* [Given instruction]:
Give the lines from the beginning of the records through the line containing "480,186 -> 590,449", inclusive, with every "Output" changed to "Result" and nothing else altered. Leave out the picture.

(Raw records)
** start **

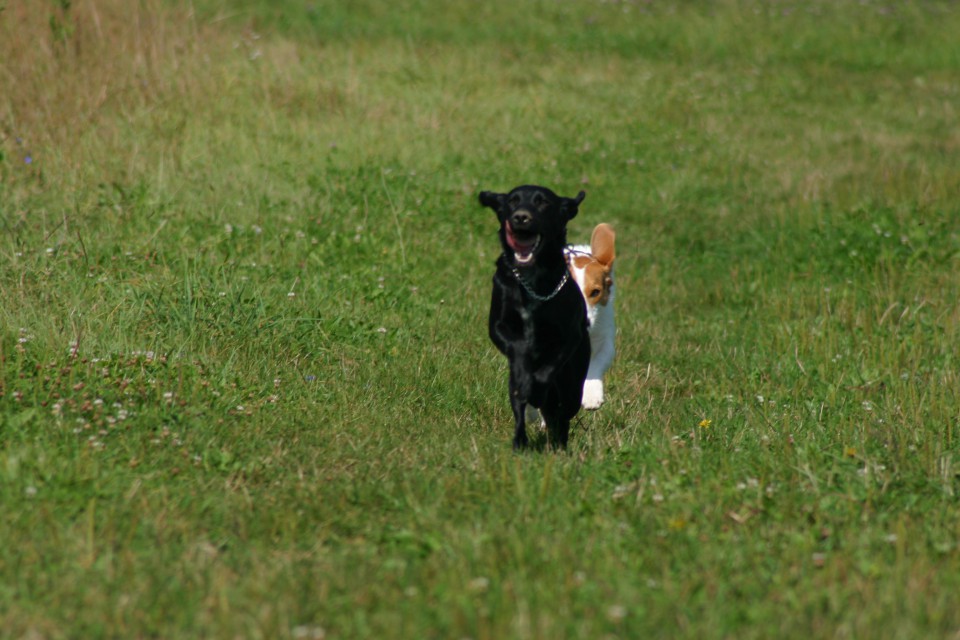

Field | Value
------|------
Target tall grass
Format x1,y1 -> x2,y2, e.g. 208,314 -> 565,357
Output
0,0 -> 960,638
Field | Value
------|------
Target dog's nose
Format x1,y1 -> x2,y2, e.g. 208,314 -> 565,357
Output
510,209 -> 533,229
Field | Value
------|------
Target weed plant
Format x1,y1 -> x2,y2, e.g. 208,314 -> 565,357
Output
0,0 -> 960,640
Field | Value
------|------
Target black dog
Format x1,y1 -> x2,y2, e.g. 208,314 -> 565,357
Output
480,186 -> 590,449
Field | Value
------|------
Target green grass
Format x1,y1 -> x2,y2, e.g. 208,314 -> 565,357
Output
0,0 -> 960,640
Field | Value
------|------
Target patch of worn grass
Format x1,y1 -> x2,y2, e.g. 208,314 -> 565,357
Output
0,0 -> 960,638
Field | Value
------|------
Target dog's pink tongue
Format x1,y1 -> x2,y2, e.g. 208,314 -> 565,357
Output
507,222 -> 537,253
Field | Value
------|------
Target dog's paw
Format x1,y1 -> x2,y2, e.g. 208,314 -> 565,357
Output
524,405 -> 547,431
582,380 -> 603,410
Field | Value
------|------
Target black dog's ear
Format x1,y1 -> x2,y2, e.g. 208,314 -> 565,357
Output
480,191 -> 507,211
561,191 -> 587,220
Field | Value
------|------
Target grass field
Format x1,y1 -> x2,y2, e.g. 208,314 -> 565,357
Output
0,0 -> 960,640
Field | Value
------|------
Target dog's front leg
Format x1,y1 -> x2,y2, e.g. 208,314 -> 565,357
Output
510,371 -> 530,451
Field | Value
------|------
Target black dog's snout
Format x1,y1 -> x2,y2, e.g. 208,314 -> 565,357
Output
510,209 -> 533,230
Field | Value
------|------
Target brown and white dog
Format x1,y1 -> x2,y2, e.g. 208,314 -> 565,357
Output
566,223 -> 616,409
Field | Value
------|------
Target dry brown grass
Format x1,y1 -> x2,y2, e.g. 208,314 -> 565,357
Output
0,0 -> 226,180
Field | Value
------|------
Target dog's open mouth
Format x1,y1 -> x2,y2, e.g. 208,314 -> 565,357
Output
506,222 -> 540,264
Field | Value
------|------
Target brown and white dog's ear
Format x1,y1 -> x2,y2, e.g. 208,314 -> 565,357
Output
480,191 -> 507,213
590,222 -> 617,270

** end **

* [Exercise result]:
Field | Value
------|------
Target tall grass
Format x1,y1 -> x2,y2, e.g. 208,314 -> 565,357
Result
0,0 -> 960,638
Field | Value
------|------
Target dog's nose
Format x1,y1 -> x2,y2, e.g. 208,314 -> 565,357
Result
510,209 -> 533,229
Field | Value
------|------
Target weed plant
Format x1,y1 -> x2,y2, e.g. 208,314 -> 565,357
Result
0,0 -> 960,640
Field | Value
------|------
Target black dog
Format x1,y1 -> x2,y2, e.g. 208,314 -> 565,357
Result
480,186 -> 590,449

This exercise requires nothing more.